Records for this exercise section start

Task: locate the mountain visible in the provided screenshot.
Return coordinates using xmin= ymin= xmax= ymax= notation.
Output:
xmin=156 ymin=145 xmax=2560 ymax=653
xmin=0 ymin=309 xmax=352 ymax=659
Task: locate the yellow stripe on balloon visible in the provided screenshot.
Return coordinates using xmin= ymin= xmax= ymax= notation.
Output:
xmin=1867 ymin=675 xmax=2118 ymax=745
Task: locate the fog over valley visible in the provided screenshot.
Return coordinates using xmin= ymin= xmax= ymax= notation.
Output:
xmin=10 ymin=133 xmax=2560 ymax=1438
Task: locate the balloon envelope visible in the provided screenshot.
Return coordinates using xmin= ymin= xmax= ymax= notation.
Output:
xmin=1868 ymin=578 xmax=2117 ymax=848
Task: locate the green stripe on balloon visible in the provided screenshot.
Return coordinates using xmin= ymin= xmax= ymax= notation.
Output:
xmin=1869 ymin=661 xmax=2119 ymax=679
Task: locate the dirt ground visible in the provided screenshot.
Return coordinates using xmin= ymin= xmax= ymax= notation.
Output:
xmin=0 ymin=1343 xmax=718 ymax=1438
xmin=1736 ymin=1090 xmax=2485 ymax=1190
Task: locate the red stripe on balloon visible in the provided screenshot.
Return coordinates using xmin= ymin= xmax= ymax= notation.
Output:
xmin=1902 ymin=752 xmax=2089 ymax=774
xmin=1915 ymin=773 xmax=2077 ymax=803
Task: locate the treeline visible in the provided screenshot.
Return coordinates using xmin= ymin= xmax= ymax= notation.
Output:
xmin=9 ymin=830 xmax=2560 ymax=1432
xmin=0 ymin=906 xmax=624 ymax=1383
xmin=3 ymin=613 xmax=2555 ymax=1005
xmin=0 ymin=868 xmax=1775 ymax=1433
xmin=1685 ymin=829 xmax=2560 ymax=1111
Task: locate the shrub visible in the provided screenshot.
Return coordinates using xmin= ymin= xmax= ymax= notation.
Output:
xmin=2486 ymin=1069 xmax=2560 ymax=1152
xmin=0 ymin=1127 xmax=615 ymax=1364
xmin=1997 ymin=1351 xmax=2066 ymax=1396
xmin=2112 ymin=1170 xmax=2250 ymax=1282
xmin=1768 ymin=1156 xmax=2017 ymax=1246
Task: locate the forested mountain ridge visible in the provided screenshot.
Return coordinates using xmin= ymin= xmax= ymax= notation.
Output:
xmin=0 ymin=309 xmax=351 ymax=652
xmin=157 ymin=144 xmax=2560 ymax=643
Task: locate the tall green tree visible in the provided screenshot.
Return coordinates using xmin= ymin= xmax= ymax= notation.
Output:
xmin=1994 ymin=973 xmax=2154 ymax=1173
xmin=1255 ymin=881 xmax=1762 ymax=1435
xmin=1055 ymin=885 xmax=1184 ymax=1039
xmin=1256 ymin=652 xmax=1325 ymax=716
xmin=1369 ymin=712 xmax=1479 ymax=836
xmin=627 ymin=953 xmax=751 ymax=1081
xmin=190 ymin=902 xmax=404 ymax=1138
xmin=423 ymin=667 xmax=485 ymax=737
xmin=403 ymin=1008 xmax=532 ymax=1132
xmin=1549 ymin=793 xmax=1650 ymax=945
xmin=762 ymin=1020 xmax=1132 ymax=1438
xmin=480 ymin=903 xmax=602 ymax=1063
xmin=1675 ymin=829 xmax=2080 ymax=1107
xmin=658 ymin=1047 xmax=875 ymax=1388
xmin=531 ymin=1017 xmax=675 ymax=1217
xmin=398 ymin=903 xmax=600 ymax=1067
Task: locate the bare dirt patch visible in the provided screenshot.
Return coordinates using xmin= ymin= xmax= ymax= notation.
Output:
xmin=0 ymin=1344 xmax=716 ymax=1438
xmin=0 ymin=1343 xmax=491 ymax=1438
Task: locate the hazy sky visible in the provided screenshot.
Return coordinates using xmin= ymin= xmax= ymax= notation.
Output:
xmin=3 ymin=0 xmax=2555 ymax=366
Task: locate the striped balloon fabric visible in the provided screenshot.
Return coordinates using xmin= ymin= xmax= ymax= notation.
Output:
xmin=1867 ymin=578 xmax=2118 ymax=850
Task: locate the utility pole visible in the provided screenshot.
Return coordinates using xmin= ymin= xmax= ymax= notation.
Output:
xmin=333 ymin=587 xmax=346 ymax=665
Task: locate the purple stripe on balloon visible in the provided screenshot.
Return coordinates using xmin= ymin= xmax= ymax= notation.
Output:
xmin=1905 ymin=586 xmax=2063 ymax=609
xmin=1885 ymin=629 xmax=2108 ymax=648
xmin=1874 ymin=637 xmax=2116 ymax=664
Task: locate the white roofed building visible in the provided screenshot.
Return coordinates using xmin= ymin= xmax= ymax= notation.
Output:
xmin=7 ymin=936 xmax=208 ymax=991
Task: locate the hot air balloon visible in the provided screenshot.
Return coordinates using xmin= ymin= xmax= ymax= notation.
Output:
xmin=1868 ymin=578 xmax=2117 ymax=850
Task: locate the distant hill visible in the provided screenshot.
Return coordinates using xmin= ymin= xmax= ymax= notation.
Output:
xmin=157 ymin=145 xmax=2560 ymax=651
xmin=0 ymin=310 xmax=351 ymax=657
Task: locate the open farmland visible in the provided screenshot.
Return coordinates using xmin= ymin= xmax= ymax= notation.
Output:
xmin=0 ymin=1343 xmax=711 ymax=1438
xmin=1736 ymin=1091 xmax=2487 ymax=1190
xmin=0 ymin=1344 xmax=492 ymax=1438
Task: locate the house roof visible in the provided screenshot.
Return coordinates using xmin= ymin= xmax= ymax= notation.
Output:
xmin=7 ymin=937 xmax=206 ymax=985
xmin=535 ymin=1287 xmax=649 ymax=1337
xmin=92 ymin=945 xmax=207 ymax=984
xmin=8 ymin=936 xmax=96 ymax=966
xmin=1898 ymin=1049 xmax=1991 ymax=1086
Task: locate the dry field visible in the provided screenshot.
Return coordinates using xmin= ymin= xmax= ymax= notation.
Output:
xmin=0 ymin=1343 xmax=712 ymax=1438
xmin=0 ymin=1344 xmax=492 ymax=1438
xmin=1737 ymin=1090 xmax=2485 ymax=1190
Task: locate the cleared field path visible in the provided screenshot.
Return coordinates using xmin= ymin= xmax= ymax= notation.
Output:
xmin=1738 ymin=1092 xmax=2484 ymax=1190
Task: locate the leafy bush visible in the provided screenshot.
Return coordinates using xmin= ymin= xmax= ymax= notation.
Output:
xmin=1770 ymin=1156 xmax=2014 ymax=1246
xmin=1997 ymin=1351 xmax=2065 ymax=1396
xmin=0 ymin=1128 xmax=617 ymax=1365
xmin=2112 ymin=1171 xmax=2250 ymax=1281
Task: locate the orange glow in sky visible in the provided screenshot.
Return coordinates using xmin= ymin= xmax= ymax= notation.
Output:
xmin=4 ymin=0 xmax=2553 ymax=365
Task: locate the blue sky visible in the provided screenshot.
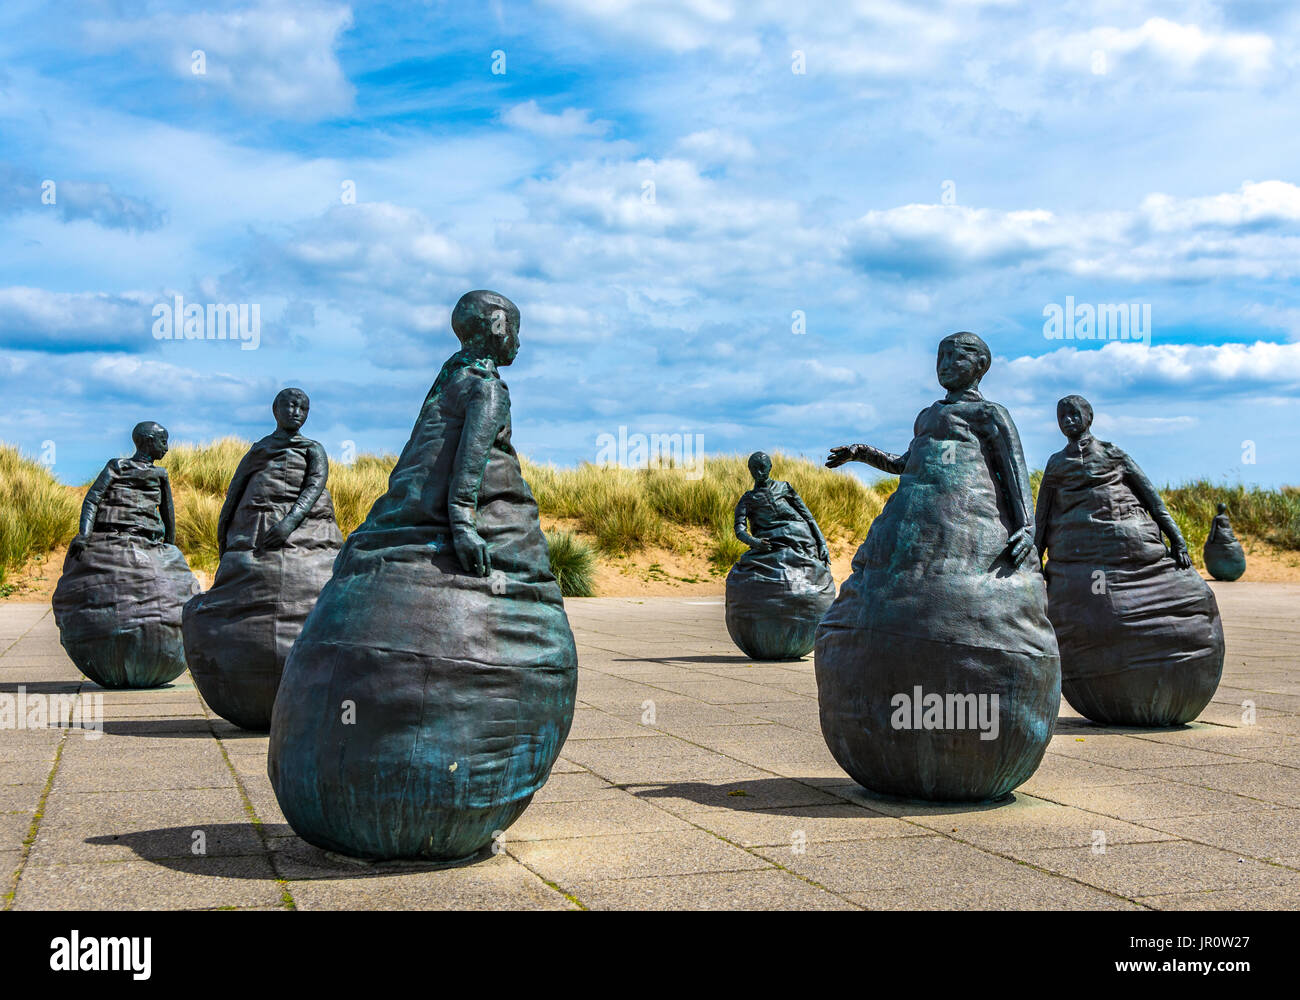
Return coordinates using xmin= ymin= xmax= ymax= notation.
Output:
xmin=2 ymin=0 xmax=1298 ymax=488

Records for this exercise section end

__What is expected__: Reproduce all of the entries word for word, skipping any pictures they hold.

__Answer for the task__:
Task: locate the mountain visible in the provided screenshot.
Return coordinates using xmin= ymin= xmax= ymax= notation.
Output:
xmin=156 ymin=145 xmax=2560 ymax=653
xmin=0 ymin=309 xmax=352 ymax=659
Task: locate the yellow stripe on balloon visible in the provided screenshot.
Return coordinates using xmin= ymin= xmax= ymax= notation.
Output:
xmin=1867 ymin=675 xmax=2118 ymax=745
Task: locate the fog over valley visible in the provided screenshot.
Return coordinates using xmin= ymin= xmax= ymax= notation.
Output:
xmin=10 ymin=133 xmax=2560 ymax=1438
Task: locate the balloon envelope visible in the provided screenshot.
Return coordinates using xmin= ymin= xmax= ymax= notation.
Output:
xmin=1868 ymin=578 xmax=2117 ymax=848
Task: locate the green stripe on balloon visible in the provided screenshot.
Return coordinates using xmin= ymin= xmax= ymax= notation.
Output:
xmin=1869 ymin=661 xmax=2119 ymax=679
Task: locate the dirt ground visible in the provided screenshot.
Return coordinates using xmin= ymin= xmax= ymax= notation.
Output:
xmin=0 ymin=1343 xmax=718 ymax=1438
xmin=1736 ymin=1090 xmax=2485 ymax=1190
Task: locate the red stripe on balloon visible in the provided screenshot.
Return coordinates using xmin= ymin= xmax= ymax= notation.
Output:
xmin=1902 ymin=752 xmax=2089 ymax=774
xmin=1915 ymin=773 xmax=2077 ymax=803
Task: locate the treeline visible in the provided screenshot.
Return coordinates using xmin= ymin= xmax= ymax= notation.
Output:
xmin=9 ymin=830 xmax=2560 ymax=1432
xmin=0 ymin=906 xmax=624 ymax=1383
xmin=3 ymin=613 xmax=2555 ymax=1005
xmin=0 ymin=868 xmax=1775 ymax=1433
xmin=1685 ymin=829 xmax=2560 ymax=1111
Task: locate the shrub visible in the provided screenshot.
Return coordinates using xmin= ymin= xmax= ymax= notation.
Output:
xmin=2486 ymin=1069 xmax=2560 ymax=1152
xmin=0 ymin=1127 xmax=615 ymax=1364
xmin=1997 ymin=1351 xmax=2066 ymax=1396
xmin=2112 ymin=1170 xmax=2250 ymax=1282
xmin=1768 ymin=1156 xmax=2017 ymax=1246
Task: locate the forested mountain ridge visible in the provided screenshot.
Return coordinates using xmin= ymin= xmax= ymax= notation.
Output:
xmin=0 ymin=309 xmax=351 ymax=652
xmin=157 ymin=144 xmax=2560 ymax=643
Task: locate the tall green tree visible in the provided screenshot.
Return coordinates using xmin= ymin= xmax= ymax= notation.
Output:
xmin=1994 ymin=973 xmax=2154 ymax=1173
xmin=1255 ymin=881 xmax=1762 ymax=1435
xmin=1055 ymin=885 xmax=1184 ymax=1039
xmin=1256 ymin=652 xmax=1325 ymax=716
xmin=1369 ymin=712 xmax=1479 ymax=836
xmin=627 ymin=953 xmax=751 ymax=1081
xmin=190 ymin=902 xmax=404 ymax=1138
xmin=423 ymin=667 xmax=485 ymax=737
xmin=403 ymin=1008 xmax=532 ymax=1132
xmin=1549 ymin=793 xmax=1650 ymax=945
xmin=762 ymin=1020 xmax=1132 ymax=1438
xmin=480 ymin=903 xmax=602 ymax=1063
xmin=1675 ymin=829 xmax=2080 ymax=1107
xmin=658 ymin=1047 xmax=875 ymax=1388
xmin=531 ymin=1017 xmax=675 ymax=1217
xmin=398 ymin=903 xmax=600 ymax=1067
Task: locate the bare dirt patch visible in the provided screenshot.
Return coordinates using xmin= ymin= xmax= ymax= notation.
Output:
xmin=0 ymin=1344 xmax=716 ymax=1438
xmin=0 ymin=1343 xmax=491 ymax=1438
Task: locate the hazy sky visible in the provided screenshot.
Return coordinates using xmin= ymin= xmax= ymax= notation.
Output:
xmin=3 ymin=0 xmax=2555 ymax=366
Task: locate the striped balloon fabric visible in the provided screenshot.
Return coordinates using xmin= ymin= xmax= ymax= notation.
Output:
xmin=1867 ymin=578 xmax=2118 ymax=850
Task: locate the utility pole visible in the provided screenshot.
Return coordinates using xmin= ymin= xmax= ymax= notation.
Output:
xmin=333 ymin=587 xmax=346 ymax=665
Task: locate the purple stripe on balloon visible in the provided screenshot.
Return coordinates using xmin= ymin= xmax= ymax= notation.
Output:
xmin=1905 ymin=586 xmax=2063 ymax=609
xmin=1885 ymin=629 xmax=2108 ymax=648
xmin=1874 ymin=637 xmax=2116 ymax=664
Task: locate the white roofed building visible in the provided screenshot.
Return coordinates using xmin= ymin= xmax= ymax= notation.
Output:
xmin=7 ymin=936 xmax=208 ymax=991
Task: locate the hot air balloon visible in the provided screenshot.
Return coordinates using xmin= ymin= xmax= ymax= notation.
Output:
xmin=1868 ymin=578 xmax=2117 ymax=850
Task: locate the distant hill visible in the provided screenshot.
Return coordinates using xmin= ymin= xmax= ymax= notation.
Output:
xmin=157 ymin=145 xmax=2560 ymax=651
xmin=0 ymin=310 xmax=351 ymax=657
Task: locate the open farmland visible in the provided screenshot.
Return coordinates using xmin= ymin= xmax= ymax= notation.
Output:
xmin=0 ymin=1343 xmax=711 ymax=1438
xmin=1736 ymin=1091 xmax=2487 ymax=1190
xmin=0 ymin=1344 xmax=492 ymax=1438
Task: locate the house roof visible in the provided screenshot.
Return coordinates using xmin= ymin= xmax= ymax= notation.
Output:
xmin=7 ymin=937 xmax=206 ymax=985
xmin=535 ymin=1287 xmax=649 ymax=1337
xmin=92 ymin=945 xmax=207 ymax=984
xmin=8 ymin=936 xmax=96 ymax=966
xmin=1898 ymin=1049 xmax=1991 ymax=1086
Task: locate the dry field visible in the provided screenshot.
Return coordinates using xmin= ymin= xmax= ymax= notation.
Output:
xmin=0 ymin=1343 xmax=712 ymax=1438
xmin=0 ymin=1344 xmax=492 ymax=1438
xmin=1737 ymin=1090 xmax=2485 ymax=1190
Task: locate the cleared field path visible in the provided screenshot.
Return coordinates using xmin= ymin= xmax= ymax= notation.
Output:
xmin=1738 ymin=1092 xmax=2484 ymax=1190
Task: locate the leafy bush visible in the provided screenshot.
Return coordinates using xmin= ymin= xmax= ymax= notation.
Output:
xmin=1770 ymin=1156 xmax=2014 ymax=1246
xmin=1997 ymin=1351 xmax=2065 ymax=1396
xmin=0 ymin=1128 xmax=617 ymax=1365
xmin=2112 ymin=1171 xmax=2250 ymax=1281
Task: locate the orange glow in sky visible in the provided screenshot.
Return coordinates using xmin= ymin= xmax= ymax= notation.
Output:
xmin=4 ymin=0 xmax=2553 ymax=365
Task: locate the blue sky visible in the provided screenshot.
Return coordinates using xmin= ymin= xmax= ymax= notation.
Output:
xmin=2 ymin=0 xmax=1298 ymax=488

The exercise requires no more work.